:: Brano da leggere ::

Come sempre la Berlinale, almeno per quanto riguarda il concorso (e quest’anno anche la selezione di Panorama) ha mostrato una scelta basata soprattutto sul «topic», il soggetto, legato all’attualità, cosa che spesso va contro la fiducia al cinema con la convinzione che un tema importante, per esempio quello dei migranti, basti da solo a garantire la riuscita del film. Altrimenti non si spiega la presenza in gara di un titolo come Eldorado del regista svizzero Markus Imhoof, la vita sulle navi che soccorrono i profughi in mare, gli sbarchi e un’alternanza ai ricordi personali di esuli durante la seconda guerra mondiale.

E questo, con tutte le buone intenzioni per carità, è diventato una sorta di codice dell’immaginario: come rappresentare l’Africa o il resto del mondo devastato da guerre e quant’altro senza alcuna assunzione di responsabilità se non quella nel rapporto vittime e soccorritori. Eppure grandi registi africani come Idrissa Ouedraogo appena mancato ci hanno mostrato una immagine (immaginario) indipendente dell’’Africa conquistando una una narrazione alla «prima persona» non mediata dai colonizzatori – lo stesso accade nei film di Lav Diaz sulla storia e la realtà delle Filippine, il suo Paese, del suo nuovo film, qui in gara, The Season of Devil, ascesa e dittatura di Marcos, ne parleremo.

Ecco perché ha un suo posto nella corsa all’Orso il film della giovane regista rumena (già molto coccolata da programmer internazionali e critici) Adina Pintilie, che cerca una narrazione del contemporaneo nel dispositivo filmico.Touch Me Not nasce nelle parole della sua autrice dal desiderio di esplorare il proprio rapporto con la realtà: «Sono convinta che non ci sia un confine tra realtà e finzione, c’è solo il cinema che esprime l’esperienza soggettiva del reale» scrive nelle note sul materiale stampa.

:::

• [Esercizi da svolgere]:
a: Nel testo sulla Berlinale, qual è il titolo del film di Adina Pintilie in gara per l'Orso?
b: Riprendi il testo sulla Berlinale e proseguilo a partire dall'ultima frase riportata.
I dati non hanno alcun ruolo in questo lavoro.

:: Dati da esaminare ::

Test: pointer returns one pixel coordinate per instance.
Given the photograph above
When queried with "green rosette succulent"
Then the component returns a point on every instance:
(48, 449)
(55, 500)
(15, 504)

:::

• [Soluzioni degli esercizi]:
a: Touch Me Not.

b:
Il terreno su cui questa relazione possibile viene provocata è qui il corpo. Bloccato nonostante la sua apparente libertà, fluido anche quando sembra condannato alla paralisi, con un cast composto da attori professionisti (Laura Benson, Tomas Lemarquis, Irmena Chichikova) e non (la coppia Grit Uhlemann e Christian Bayerlein, lui disabile malato di Sma, Hanna Hoffman, una transessuale, Seani Love, escort specializzato in sadomaso e neotantra), in un processo di «reenactement» nel corso del quale ciascuno si confronta con sé stesso, i propri desideri e fantasmi, e al tempo stesso si presenta come un personaggio. Tra loro c’è anche la regista, la cui presenza come quella della macchina da presa è costantemente sottolineata, a rivelare appunto il processo di una messinscena che si fa principio di realtà.

Il risultato è un film talvolta anche irritante, che pone lo spettatore in una situazione poco confortevole entrando nell’intimità dei personaggi che permettono a loro volta un libero accesso in quelle zone oscure, irrisolte, spiazzanti. Laura non sopporta di essere toccata, fa venire a casa un ragazzo per guardarlo mentre si masturba. Ogni contatto la infastidisce, Hannah prova a liberarla, è l’unica con cui si sente un po’ a suo agio. Christian nonostante il corpo deformato dalla malattia si piace: è contento della sua sessualità e del suo sesso, del rapporto con la moglie. Tomas ha perduto i capelli e non riesce a accettare facilmente il suo nuovo aspetto, tra lui e Irmena accade qualcosa che non riesce a avere un seguito. Il guru ci conduce nel locale sadomaso, con le corde i corpi si legano, cercano i propri limiti…I piani si sovrappongono, la voce della regista ci dice di un suo incubo, sognare la madre accanto a lei mentre fa sesso, la sua figura quasi si sovrappone a quella di Laura in uno scambio di ruoli, madre e figlia.

È l’evidenza della messinscena che azzera anche il rischio del voyeurismo – se presente anch’esso parte del processo così come una sorta di osservazione quasi da entomologa che la regista supera con la sua presenza e il suo essere come gli altri «personaggio». E dal privato il movimento di quei corpi ci porta in un conflitto collettivo, nel malessere che ciascuno può riconoscere, quel disagio di spettatori di fronte a un universo che sfugge a rassicuranti punti di riconoscimento e che si fa dichiarazione di cinema.